-- START OF Excerpted data --
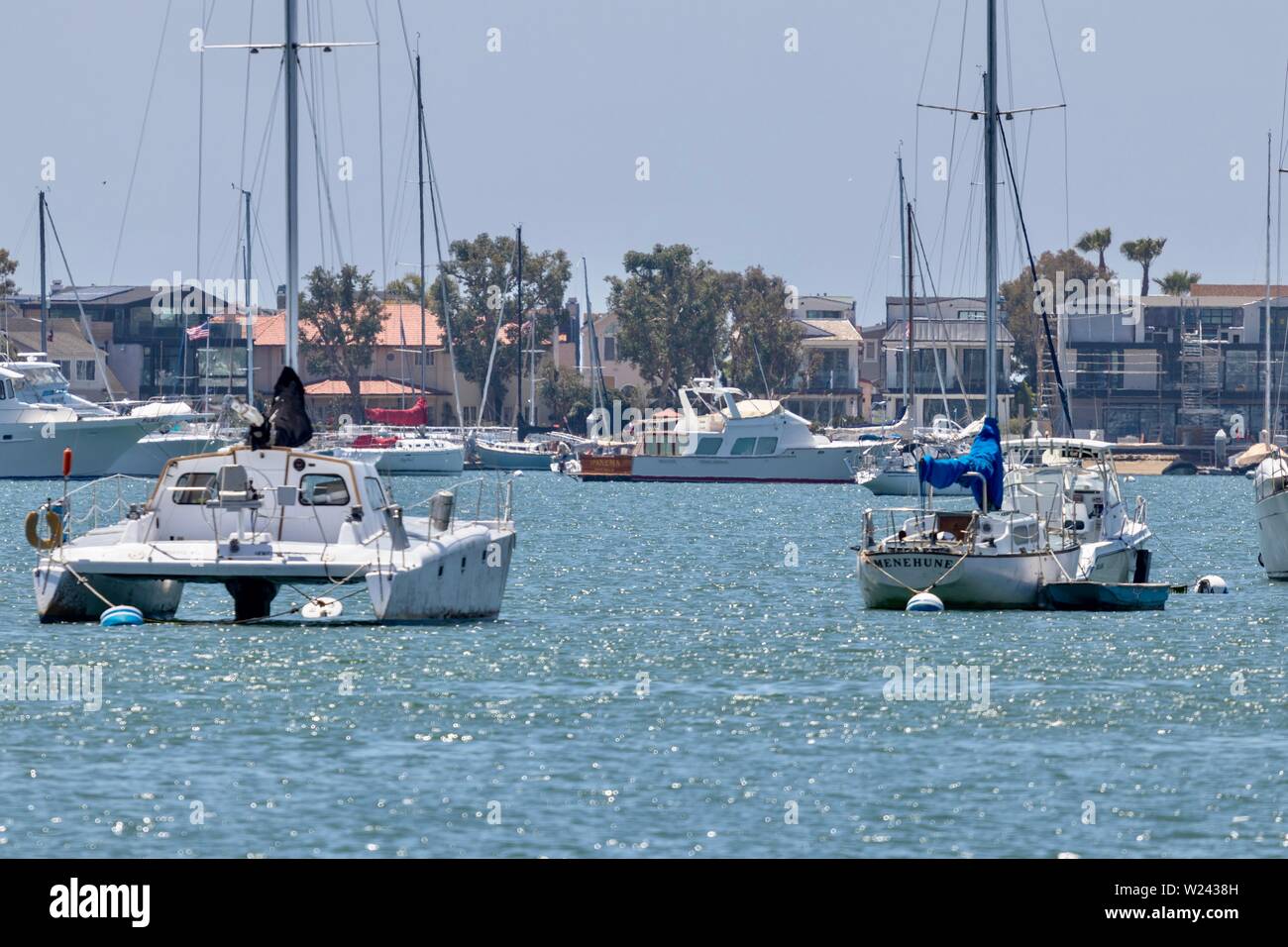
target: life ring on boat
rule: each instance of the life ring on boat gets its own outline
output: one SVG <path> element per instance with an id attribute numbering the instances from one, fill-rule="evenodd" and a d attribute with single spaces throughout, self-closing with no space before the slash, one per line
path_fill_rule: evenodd
<path id="1" fill-rule="evenodd" d="M 45 526 L 49 527 L 49 536 L 40 535 L 40 514 L 45 514 Z M 63 518 L 48 506 L 32 510 L 27 514 L 27 542 L 32 549 L 48 553 L 63 541 Z"/>

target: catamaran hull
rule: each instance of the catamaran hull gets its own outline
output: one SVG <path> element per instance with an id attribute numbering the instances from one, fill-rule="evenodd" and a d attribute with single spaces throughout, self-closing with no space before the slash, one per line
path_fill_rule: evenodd
<path id="1" fill-rule="evenodd" d="M 134 606 L 149 620 L 166 620 L 174 617 L 188 582 L 222 584 L 231 591 L 238 582 L 260 582 L 272 602 L 282 586 L 322 586 L 339 595 L 337 582 L 365 581 L 377 621 L 496 617 L 510 573 L 514 530 L 479 522 L 426 540 L 417 522 L 425 521 L 408 521 L 412 544 L 402 550 L 388 544 L 334 546 L 334 553 L 309 555 L 299 544 L 265 544 L 216 559 L 210 542 L 197 541 L 68 545 L 33 569 L 36 609 L 43 622 L 98 621 L 109 602 Z M 108 527 L 113 528 L 118 530 Z M 287 606 L 274 608 L 274 613 L 287 611 Z"/>
<path id="2" fill-rule="evenodd" d="M 850 483 L 854 447 L 801 447 L 772 456 L 632 457 L 632 481 L 715 481 L 732 483 Z"/>
<path id="3" fill-rule="evenodd" d="M 859 473 L 855 483 L 866 488 L 873 496 L 921 496 L 922 486 L 916 470 L 882 470 L 875 477 L 866 478 Z M 929 492 L 929 488 L 926 488 Z M 934 491 L 935 496 L 970 496 L 970 487 L 954 483 L 951 487 L 940 487 Z"/>
<path id="4" fill-rule="evenodd" d="M 1288 580 L 1288 492 L 1257 501 L 1257 532 L 1266 576 Z"/>
<path id="5" fill-rule="evenodd" d="M 229 441 L 197 434 L 161 434 L 146 437 L 128 450 L 108 470 L 128 477 L 156 477 L 175 457 L 205 454 L 225 447 Z"/>
<path id="6" fill-rule="evenodd" d="M 335 451 L 336 457 L 352 457 L 365 460 L 376 465 L 376 470 L 385 475 L 430 475 L 461 473 L 465 469 L 465 450 L 462 447 L 444 447 L 442 450 L 399 451 L 399 450 L 371 450 L 365 447 L 348 447 Z"/>
<path id="7" fill-rule="evenodd" d="M 43 622 L 97 621 L 108 606 L 134 606 L 148 618 L 173 618 L 183 597 L 183 582 L 173 579 L 113 579 L 95 576 L 88 585 L 66 566 L 43 563 L 35 569 L 36 611 Z M 93 586 L 99 598 L 93 591 Z"/>
<path id="8" fill-rule="evenodd" d="M 103 417 L 67 423 L 0 424 L 0 478 L 57 478 L 63 450 L 72 451 L 72 477 L 103 477 L 162 421 Z"/>
<path id="9" fill-rule="evenodd" d="M 1122 544 L 1095 558 L 1096 582 L 1126 582 L 1133 550 Z M 903 608 L 912 591 L 930 589 L 945 608 L 1039 608 L 1046 582 L 1079 572 L 1082 548 L 1063 551 L 969 555 L 949 553 L 859 553 L 859 589 L 868 608 Z"/>

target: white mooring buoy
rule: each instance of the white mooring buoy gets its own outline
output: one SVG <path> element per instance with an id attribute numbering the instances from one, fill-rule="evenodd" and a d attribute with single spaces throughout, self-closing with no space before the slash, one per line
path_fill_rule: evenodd
<path id="1" fill-rule="evenodd" d="M 344 602 L 334 598 L 316 598 L 307 602 L 300 609 L 300 615 L 309 620 L 339 618 L 344 615 Z"/>
<path id="2" fill-rule="evenodd" d="M 1194 584 L 1194 591 L 1199 595 L 1229 595 L 1230 586 L 1221 576 L 1203 576 Z"/>
<path id="3" fill-rule="evenodd" d="M 98 624 L 103 627 L 113 627 L 116 625 L 142 625 L 143 612 L 134 606 L 112 606 L 98 616 Z"/>
<path id="4" fill-rule="evenodd" d="M 929 591 L 918 591 L 911 599 L 908 604 L 903 607 L 905 612 L 942 612 L 944 611 L 943 600 Z"/>

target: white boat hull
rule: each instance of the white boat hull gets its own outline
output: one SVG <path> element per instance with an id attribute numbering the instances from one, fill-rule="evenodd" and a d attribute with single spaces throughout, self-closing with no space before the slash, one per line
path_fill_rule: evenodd
<path id="1" fill-rule="evenodd" d="M 716 481 L 733 483 L 850 483 L 862 448 L 796 447 L 769 456 L 657 457 L 635 455 L 632 481 Z"/>
<path id="2" fill-rule="evenodd" d="M 549 470 L 555 457 L 550 451 L 513 450 L 486 441 L 475 441 L 474 451 L 484 470 Z"/>
<path id="3" fill-rule="evenodd" d="M 0 478 L 58 478 L 63 450 L 72 451 L 72 477 L 103 477 L 164 420 L 93 417 L 61 423 L 0 424 Z"/>
<path id="4" fill-rule="evenodd" d="M 922 484 L 916 470 L 882 470 L 877 474 L 860 470 L 854 482 L 873 496 L 921 496 L 922 493 Z M 930 493 L 930 487 L 926 487 L 925 492 Z M 934 495 L 970 496 L 970 487 L 954 483 L 951 487 L 936 488 Z"/>
<path id="5" fill-rule="evenodd" d="M 389 477 L 453 474 L 465 469 L 465 448 L 457 446 L 426 450 L 344 447 L 337 448 L 335 456 L 375 464 L 376 470 Z"/>
<path id="6" fill-rule="evenodd" d="M 407 519 L 413 545 L 393 550 L 388 537 L 370 545 L 246 542 L 237 551 L 209 540 L 122 542 L 120 524 L 86 533 L 41 558 L 33 569 L 36 611 L 43 622 L 97 621 L 108 606 L 133 606 L 152 620 L 175 615 L 189 582 L 238 580 L 276 588 L 366 582 L 376 620 L 411 624 L 493 617 L 514 551 L 509 524 L 479 522 L 428 539 L 425 519 Z M 77 577 L 79 576 L 79 577 Z M 81 581 L 84 580 L 84 581 Z M 88 584 L 88 585 L 86 585 Z M 278 609 L 283 611 L 283 609 Z"/>
<path id="7" fill-rule="evenodd" d="M 859 553 L 859 588 L 868 608 L 903 608 L 916 591 L 929 589 L 945 608 L 1037 608 L 1046 582 L 1077 576 L 1096 582 L 1126 582 L 1135 564 L 1123 542 L 1101 548 L 1087 575 L 1079 573 L 1084 548 L 1060 551 L 972 554 Z M 1086 568 L 1086 566 L 1083 566 Z"/>
<path id="8" fill-rule="evenodd" d="M 1266 576 L 1288 580 L 1288 491 L 1257 501 L 1257 533 Z"/>

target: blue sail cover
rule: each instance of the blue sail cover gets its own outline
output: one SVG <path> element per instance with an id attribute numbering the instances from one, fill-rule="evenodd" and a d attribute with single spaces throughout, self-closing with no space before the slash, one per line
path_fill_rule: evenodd
<path id="1" fill-rule="evenodd" d="M 978 473 L 984 477 L 980 483 L 979 477 L 966 477 L 969 473 Z M 988 509 L 996 510 L 1002 505 L 1002 478 L 1006 470 L 1002 465 L 1002 435 L 997 429 L 996 417 L 985 417 L 984 428 L 975 437 L 975 443 L 970 447 L 970 454 L 963 457 L 947 457 L 933 460 L 921 457 L 917 461 L 917 475 L 923 483 L 931 487 L 951 487 L 954 483 L 965 483 L 975 495 L 975 502 L 984 509 L 984 484 L 988 484 Z"/>

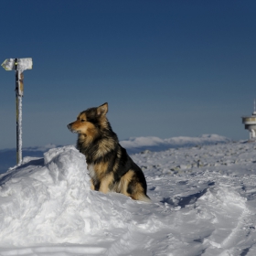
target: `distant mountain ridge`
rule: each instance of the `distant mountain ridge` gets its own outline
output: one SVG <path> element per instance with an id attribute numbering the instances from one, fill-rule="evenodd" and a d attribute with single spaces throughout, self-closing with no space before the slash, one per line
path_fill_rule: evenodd
<path id="1" fill-rule="evenodd" d="M 196 146 L 201 144 L 214 144 L 229 143 L 227 137 L 217 134 L 203 134 L 199 137 L 173 137 L 168 139 L 161 139 L 158 137 L 131 137 L 128 140 L 121 141 L 123 147 L 126 148 L 129 154 L 136 154 L 144 150 L 164 151 L 169 148 Z M 62 145 L 48 144 L 45 146 L 26 147 L 22 151 L 23 157 L 43 157 L 43 154 L 50 148 Z M 0 150 L 0 174 L 7 171 L 8 168 L 16 165 L 16 149 Z"/>

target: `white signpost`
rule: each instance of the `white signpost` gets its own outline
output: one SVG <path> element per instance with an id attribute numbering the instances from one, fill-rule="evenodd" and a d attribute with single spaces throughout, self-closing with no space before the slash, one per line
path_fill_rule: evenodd
<path id="1" fill-rule="evenodd" d="M 23 71 L 32 69 L 31 58 L 6 59 L 1 65 L 5 70 L 16 70 L 16 164 L 22 162 L 22 97 L 23 97 Z"/>

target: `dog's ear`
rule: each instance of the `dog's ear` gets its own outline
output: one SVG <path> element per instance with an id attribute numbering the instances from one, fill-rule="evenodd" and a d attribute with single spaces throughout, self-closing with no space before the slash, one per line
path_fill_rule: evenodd
<path id="1" fill-rule="evenodd" d="M 97 108 L 97 115 L 105 115 L 108 112 L 108 103 L 104 103 Z"/>

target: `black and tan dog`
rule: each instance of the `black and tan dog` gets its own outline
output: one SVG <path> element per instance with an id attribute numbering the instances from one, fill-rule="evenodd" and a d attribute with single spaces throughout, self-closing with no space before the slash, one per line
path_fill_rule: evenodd
<path id="1" fill-rule="evenodd" d="M 77 148 L 86 156 L 91 188 L 117 192 L 134 200 L 150 201 L 141 168 L 118 141 L 106 117 L 108 103 L 80 112 L 68 128 L 79 133 Z"/>

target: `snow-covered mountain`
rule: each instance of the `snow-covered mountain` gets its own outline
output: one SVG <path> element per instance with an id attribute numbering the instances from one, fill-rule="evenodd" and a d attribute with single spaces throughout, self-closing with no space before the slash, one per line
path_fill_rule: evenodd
-- END OF Excerpted data --
• **Task prompt**
Copy out, character for character, the lines of the records from the line with "target: white boat hull" to the line with "1266 576 L 1288", including both of those lines.

• **Problem solution**
target: white boat hull
rule: each instance of the white boat hull gets its own outline
output: one SVG <path> element per instance with an id attribute numbering the instances from one, fill-rule="evenodd" and a d attribute with single spaces throughout, self-closing with no space before the slash, one per line
path_fill_rule: evenodd
<path id="1" fill-rule="evenodd" d="M 716 481 L 733 483 L 850 483 L 862 448 L 796 447 L 769 456 L 657 457 L 635 455 L 632 481 Z"/>
<path id="2" fill-rule="evenodd" d="M 549 470 L 555 457 L 550 451 L 513 450 L 486 441 L 475 441 L 474 451 L 484 470 Z"/>
<path id="3" fill-rule="evenodd" d="M 0 478 L 58 478 L 63 450 L 72 451 L 72 477 L 103 477 L 164 420 L 93 417 L 61 423 L 0 424 Z"/>
<path id="4" fill-rule="evenodd" d="M 922 484 L 916 470 L 882 470 L 877 474 L 860 470 L 854 482 L 873 496 L 921 496 L 922 493 Z M 930 493 L 930 487 L 926 487 L 925 492 Z M 934 495 L 970 496 L 970 487 L 954 483 L 951 487 L 936 488 Z"/>
<path id="5" fill-rule="evenodd" d="M 389 477 L 453 474 L 465 469 L 465 448 L 457 446 L 426 450 L 344 447 L 337 448 L 335 456 L 375 464 L 376 470 Z"/>
<path id="6" fill-rule="evenodd" d="M 407 519 L 413 545 L 393 550 L 388 537 L 370 545 L 246 542 L 237 551 L 209 540 L 122 542 L 120 524 L 86 533 L 41 558 L 33 569 L 36 611 L 43 622 L 97 621 L 108 606 L 133 606 L 152 620 L 175 615 L 189 582 L 238 580 L 276 588 L 366 582 L 376 620 L 411 624 L 493 617 L 514 551 L 509 524 L 479 522 L 428 539 L 425 519 Z M 77 577 L 79 576 L 79 577 Z M 81 581 L 84 580 L 84 581 Z M 88 584 L 88 585 L 86 585 Z M 278 609 L 283 611 L 283 609 Z"/>
<path id="7" fill-rule="evenodd" d="M 859 553 L 859 588 L 868 608 L 903 608 L 916 591 L 929 589 L 945 608 L 1037 608 L 1046 582 L 1077 576 L 1096 582 L 1126 582 L 1135 564 L 1123 542 L 1101 548 L 1087 575 L 1079 573 L 1084 548 L 1060 551 L 972 554 Z M 1086 568 L 1086 566 L 1083 566 Z"/>
<path id="8" fill-rule="evenodd" d="M 1266 576 L 1288 580 L 1288 491 L 1257 501 L 1257 533 Z"/>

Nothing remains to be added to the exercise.